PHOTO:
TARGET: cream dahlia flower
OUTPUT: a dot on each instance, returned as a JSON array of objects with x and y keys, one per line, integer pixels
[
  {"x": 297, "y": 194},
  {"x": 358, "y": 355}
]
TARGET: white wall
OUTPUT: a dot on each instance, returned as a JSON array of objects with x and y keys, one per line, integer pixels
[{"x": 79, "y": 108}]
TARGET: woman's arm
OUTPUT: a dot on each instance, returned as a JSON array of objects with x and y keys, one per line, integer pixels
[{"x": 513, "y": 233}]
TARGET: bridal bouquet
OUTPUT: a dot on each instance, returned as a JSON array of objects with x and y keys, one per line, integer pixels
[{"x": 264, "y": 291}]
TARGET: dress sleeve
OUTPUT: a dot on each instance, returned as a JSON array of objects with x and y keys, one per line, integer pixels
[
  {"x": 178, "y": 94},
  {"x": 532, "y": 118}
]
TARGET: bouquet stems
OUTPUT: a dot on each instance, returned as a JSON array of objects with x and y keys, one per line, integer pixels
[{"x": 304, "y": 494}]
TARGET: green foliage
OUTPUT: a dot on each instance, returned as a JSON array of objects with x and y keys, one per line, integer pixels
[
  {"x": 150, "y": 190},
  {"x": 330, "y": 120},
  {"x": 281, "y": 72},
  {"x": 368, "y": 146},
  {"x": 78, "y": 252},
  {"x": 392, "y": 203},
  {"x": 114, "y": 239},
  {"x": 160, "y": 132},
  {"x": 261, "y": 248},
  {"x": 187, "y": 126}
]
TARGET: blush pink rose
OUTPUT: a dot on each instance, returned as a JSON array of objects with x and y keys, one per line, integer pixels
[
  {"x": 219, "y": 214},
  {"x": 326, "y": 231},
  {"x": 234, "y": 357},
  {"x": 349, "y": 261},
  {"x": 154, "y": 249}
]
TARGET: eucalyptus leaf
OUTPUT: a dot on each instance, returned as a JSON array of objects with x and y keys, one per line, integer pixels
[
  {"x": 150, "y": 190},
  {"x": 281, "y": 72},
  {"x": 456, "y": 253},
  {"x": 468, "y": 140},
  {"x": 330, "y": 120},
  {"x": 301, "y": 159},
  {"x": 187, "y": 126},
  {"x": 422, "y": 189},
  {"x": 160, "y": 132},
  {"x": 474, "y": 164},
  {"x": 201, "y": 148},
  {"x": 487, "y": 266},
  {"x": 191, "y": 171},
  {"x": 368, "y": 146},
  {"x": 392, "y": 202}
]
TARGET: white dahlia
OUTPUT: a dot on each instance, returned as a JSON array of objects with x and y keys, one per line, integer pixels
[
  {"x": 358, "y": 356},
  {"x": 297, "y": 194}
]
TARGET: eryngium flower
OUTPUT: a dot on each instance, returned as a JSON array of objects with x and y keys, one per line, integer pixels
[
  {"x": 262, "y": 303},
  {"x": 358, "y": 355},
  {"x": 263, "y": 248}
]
===
**Work to complete**
Write out, unchanged, every line of the material from the line containing "TARGET: eucalyptus leaf" through the last line, including both.

**Exercise solution**
TARGET: eucalyptus leaf
OUTPUT: a dot on each instance, returned as a JSON array of objects with x and y keys, one per line, integer pixels
[
  {"x": 150, "y": 190},
  {"x": 281, "y": 72},
  {"x": 456, "y": 253},
  {"x": 468, "y": 140},
  {"x": 330, "y": 120},
  {"x": 301, "y": 159},
  {"x": 187, "y": 126},
  {"x": 422, "y": 189},
  {"x": 160, "y": 132},
  {"x": 474, "y": 164},
  {"x": 201, "y": 148},
  {"x": 487, "y": 266},
  {"x": 191, "y": 171},
  {"x": 368, "y": 146},
  {"x": 392, "y": 202}
]
TARGET: white dahlia
OUTPUT: a dot on each instance, returned as a JSON array of objects with x and y keys, one per line, integer pixels
[
  {"x": 358, "y": 356},
  {"x": 297, "y": 194}
]
TARGET: eryngium flower
OUTPUT: a dot on each instance, returned as a JSON array of objects with x and y keys, one per line, integer pixels
[
  {"x": 262, "y": 303},
  {"x": 358, "y": 355},
  {"x": 263, "y": 248}
]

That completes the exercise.